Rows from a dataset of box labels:
#####
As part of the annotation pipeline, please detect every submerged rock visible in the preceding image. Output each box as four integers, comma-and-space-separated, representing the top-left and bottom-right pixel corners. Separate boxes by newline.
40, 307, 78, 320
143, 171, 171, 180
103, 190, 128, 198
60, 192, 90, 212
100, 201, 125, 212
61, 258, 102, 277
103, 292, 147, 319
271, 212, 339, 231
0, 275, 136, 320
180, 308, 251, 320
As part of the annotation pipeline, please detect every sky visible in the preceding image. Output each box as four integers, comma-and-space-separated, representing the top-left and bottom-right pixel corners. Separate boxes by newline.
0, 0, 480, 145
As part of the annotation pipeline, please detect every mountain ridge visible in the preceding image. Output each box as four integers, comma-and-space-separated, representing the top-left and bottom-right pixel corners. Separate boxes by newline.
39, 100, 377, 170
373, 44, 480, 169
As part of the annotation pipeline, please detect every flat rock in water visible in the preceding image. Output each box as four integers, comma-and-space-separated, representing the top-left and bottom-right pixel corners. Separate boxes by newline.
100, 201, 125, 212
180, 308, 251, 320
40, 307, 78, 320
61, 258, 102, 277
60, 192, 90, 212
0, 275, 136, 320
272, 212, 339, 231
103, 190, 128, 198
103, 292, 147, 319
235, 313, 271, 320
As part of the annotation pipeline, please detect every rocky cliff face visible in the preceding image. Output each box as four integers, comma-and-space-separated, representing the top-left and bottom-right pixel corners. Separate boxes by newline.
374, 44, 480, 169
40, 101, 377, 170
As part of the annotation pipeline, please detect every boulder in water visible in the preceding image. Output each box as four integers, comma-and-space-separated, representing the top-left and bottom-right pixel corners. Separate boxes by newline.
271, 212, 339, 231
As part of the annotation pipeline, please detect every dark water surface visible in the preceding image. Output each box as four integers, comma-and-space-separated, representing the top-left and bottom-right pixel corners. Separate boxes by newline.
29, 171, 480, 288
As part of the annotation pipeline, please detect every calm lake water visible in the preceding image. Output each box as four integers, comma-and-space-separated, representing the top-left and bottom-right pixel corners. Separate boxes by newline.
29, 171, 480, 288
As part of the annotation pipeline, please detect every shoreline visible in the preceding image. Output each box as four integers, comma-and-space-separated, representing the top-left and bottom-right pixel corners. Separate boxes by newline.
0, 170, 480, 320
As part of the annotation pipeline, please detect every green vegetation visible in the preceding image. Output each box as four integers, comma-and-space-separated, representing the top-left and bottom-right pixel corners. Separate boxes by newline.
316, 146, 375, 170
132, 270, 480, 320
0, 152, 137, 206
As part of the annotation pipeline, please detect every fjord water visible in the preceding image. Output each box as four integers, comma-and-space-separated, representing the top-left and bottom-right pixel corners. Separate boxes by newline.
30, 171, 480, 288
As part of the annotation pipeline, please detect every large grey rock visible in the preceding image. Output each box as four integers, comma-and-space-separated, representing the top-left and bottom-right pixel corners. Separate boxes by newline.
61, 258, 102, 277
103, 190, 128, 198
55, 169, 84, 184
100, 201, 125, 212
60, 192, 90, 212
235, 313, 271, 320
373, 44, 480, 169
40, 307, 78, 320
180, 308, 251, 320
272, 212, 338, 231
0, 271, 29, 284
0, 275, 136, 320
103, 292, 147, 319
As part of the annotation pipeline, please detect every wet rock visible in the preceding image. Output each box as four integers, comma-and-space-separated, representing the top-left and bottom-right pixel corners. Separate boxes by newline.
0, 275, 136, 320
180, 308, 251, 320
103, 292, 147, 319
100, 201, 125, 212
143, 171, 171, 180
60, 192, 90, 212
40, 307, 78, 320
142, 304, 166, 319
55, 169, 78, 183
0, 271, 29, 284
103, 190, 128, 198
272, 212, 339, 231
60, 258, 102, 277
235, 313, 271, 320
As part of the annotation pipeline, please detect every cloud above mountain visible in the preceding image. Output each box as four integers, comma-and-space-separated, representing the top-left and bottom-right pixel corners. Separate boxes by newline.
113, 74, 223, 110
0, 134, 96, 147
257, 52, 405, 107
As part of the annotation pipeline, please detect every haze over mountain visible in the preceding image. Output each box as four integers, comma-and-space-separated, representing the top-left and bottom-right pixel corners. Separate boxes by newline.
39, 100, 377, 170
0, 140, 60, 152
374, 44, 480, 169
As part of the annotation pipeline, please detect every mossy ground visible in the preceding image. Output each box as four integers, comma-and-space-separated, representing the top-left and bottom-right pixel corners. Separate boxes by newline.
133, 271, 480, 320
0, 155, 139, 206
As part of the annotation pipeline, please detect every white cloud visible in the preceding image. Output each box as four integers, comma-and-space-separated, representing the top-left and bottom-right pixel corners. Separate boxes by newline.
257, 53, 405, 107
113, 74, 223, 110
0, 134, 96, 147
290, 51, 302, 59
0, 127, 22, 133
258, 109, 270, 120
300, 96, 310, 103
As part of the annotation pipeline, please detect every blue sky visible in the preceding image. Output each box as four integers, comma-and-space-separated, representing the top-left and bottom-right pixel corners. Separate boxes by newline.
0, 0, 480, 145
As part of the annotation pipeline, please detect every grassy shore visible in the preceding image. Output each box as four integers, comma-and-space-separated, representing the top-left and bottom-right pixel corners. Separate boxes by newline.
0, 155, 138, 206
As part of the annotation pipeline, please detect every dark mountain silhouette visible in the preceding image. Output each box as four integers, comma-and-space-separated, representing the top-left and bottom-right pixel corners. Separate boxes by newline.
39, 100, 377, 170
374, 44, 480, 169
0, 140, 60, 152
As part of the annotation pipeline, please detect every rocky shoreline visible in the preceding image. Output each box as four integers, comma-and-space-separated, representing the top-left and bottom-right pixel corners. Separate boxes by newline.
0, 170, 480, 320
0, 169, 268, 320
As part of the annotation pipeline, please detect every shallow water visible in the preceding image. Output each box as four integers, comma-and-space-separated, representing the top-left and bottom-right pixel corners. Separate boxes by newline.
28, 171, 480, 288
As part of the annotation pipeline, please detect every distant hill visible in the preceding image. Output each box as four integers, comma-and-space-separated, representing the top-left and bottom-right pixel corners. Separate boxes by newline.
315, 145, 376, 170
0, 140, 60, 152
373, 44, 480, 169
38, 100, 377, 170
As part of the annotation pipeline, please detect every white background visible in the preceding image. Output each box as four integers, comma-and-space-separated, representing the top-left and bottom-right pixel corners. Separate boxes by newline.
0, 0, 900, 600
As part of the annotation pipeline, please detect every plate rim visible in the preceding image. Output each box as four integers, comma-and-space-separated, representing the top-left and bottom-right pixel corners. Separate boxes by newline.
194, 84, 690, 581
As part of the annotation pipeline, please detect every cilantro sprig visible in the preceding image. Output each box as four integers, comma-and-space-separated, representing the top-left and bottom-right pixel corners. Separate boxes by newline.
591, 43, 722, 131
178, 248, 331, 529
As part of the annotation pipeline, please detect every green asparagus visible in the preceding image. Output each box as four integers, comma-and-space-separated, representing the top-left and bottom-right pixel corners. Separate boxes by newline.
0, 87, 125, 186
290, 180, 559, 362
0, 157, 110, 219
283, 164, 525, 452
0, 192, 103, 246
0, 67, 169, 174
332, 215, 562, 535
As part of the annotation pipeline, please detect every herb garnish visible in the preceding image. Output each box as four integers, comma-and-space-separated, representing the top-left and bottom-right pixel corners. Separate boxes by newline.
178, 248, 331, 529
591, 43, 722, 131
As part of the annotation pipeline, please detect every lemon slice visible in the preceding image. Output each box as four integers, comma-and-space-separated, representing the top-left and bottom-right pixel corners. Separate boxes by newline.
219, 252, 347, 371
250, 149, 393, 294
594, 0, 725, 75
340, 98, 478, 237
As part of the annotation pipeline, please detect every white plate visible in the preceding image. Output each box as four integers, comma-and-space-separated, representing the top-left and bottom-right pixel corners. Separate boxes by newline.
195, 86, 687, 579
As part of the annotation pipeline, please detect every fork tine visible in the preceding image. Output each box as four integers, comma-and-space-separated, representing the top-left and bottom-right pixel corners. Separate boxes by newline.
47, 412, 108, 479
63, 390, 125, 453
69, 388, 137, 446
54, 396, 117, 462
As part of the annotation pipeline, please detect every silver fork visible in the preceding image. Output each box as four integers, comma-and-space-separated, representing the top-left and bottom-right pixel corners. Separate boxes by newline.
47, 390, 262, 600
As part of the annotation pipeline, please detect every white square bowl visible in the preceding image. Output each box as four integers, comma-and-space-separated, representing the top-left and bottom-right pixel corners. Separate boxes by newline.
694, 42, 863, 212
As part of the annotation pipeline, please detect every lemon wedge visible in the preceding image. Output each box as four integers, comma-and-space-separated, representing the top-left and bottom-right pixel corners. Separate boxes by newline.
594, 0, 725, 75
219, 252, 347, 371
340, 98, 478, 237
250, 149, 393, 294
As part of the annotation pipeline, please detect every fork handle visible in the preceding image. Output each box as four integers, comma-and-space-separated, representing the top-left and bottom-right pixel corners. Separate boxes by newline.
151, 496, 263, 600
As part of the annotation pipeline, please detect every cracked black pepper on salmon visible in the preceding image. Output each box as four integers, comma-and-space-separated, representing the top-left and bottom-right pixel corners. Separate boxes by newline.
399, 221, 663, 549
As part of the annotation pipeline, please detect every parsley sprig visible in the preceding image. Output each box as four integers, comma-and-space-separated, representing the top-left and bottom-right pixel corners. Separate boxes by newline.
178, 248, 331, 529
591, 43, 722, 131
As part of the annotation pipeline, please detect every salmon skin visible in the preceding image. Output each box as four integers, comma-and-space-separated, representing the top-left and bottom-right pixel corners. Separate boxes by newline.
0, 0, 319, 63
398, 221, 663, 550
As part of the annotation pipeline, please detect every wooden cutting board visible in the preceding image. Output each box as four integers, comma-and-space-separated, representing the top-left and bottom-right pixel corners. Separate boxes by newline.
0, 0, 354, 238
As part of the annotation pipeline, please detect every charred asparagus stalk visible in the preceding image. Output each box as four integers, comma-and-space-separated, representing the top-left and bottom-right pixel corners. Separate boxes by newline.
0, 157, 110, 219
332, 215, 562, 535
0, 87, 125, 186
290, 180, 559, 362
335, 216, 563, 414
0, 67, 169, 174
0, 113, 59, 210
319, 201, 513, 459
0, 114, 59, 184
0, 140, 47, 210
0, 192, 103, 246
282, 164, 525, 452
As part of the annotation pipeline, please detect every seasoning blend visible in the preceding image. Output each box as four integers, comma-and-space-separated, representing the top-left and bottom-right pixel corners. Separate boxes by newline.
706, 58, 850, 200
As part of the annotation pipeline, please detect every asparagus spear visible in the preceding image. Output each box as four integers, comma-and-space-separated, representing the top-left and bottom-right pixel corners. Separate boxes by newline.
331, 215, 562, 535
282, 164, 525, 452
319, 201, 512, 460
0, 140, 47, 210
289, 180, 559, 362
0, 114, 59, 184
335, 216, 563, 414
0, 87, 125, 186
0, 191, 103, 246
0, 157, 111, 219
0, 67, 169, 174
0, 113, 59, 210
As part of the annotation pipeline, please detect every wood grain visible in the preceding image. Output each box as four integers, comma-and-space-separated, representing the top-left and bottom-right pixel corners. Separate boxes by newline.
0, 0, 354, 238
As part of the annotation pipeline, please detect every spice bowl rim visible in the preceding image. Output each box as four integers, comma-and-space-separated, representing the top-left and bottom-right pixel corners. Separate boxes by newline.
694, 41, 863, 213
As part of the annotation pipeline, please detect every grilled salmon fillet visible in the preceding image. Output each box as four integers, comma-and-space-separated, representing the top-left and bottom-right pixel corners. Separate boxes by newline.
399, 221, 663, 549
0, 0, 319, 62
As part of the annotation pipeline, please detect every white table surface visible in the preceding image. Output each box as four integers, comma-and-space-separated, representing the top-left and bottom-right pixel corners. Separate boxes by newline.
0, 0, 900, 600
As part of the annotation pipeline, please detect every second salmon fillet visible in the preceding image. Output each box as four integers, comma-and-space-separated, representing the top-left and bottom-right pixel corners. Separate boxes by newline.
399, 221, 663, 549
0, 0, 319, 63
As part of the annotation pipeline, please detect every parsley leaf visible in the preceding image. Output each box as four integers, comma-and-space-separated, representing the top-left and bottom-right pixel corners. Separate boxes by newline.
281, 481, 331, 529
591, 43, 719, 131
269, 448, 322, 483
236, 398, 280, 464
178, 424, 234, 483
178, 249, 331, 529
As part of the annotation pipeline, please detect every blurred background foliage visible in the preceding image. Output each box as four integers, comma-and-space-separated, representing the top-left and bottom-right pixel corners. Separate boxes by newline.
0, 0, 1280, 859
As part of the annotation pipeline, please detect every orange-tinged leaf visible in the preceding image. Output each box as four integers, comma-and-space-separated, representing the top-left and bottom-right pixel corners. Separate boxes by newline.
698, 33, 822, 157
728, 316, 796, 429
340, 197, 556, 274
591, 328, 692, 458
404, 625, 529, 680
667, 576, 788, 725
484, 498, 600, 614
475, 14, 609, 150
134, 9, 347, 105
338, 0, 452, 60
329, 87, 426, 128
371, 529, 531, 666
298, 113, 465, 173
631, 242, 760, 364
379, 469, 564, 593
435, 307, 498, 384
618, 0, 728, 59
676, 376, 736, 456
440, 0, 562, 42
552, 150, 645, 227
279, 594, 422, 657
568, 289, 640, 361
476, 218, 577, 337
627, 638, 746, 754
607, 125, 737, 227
#####
→ Problem description
Please format the entries starting with the line containing "every white square" and going on through the line containing "151, 496, 263, 600" as a two-column CSV with the headers entry_text and answer. Give one row per entry, put each field in double quotes, and turn any line breaks inside a field into spaces.

→ Solution
entry_text,answer
"As part of the annotation pipeline, please detect every white square bowl visible in the preceding image. Output each box as four integers, comma-and-space-separated, representing the top-left and bottom-right pixel corners. Separate boxes by newline.","694, 42, 863, 212"
"As part of the annotation pipeline, please detect every lemon wedge visible in the preceding image. Output each box as four integers, comma-and-space-separated, representing the top-left and bottom-right pixel corners. Separate boxes by newline.","594, 0, 725, 75 219, 252, 347, 371 340, 98, 478, 237 250, 149, 393, 294"
"As part of the annotation pipeline, please detect every fork handle visible in the preceding image. Output each box as four integers, comma-and-space-separated, representing the top-left and bottom-right pixel corners. Separate boxes by newline.","151, 496, 263, 600"